(YOUR ASSIGNMENT)
Could you repeat every record exactly as it appears?

━━━ GIVEN RECORDS ━━━

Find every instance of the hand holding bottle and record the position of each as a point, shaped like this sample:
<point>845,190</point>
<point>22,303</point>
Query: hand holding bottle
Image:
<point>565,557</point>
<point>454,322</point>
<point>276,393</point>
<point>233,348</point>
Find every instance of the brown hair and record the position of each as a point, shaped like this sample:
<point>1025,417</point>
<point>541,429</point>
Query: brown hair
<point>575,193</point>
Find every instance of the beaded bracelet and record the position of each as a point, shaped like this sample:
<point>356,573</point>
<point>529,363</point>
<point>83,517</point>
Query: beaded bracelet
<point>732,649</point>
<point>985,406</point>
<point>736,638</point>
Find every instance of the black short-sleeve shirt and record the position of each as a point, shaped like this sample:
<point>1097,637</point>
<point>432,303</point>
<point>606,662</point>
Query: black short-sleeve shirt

━━━

(RESPONSE BELOW)
Find every instance of the hand holding bottle and record the position of each as a point, shaped like this sample:
<point>845,190</point>
<point>22,303</point>
Query: hand holding bottle
Image:
<point>565,557</point>
<point>454,322</point>
<point>276,393</point>
<point>233,348</point>
Find every instance of the brown hair and record the position of each as a point, shaped like this sample:
<point>1025,417</point>
<point>541,429</point>
Query: brown hair
<point>575,193</point>
Find every instance of the beaded bracelet and record the position of each as a point, shaped like this sample:
<point>356,573</point>
<point>529,363</point>
<point>83,517</point>
Query: beaded bracelet
<point>732,649</point>
<point>985,406</point>
<point>736,638</point>
Find every instance of the black short-sleeve shirt and record the position of each as a point, shaped like this sample:
<point>1097,637</point>
<point>432,303</point>
<point>606,662</point>
Query: black short-sleeve shirt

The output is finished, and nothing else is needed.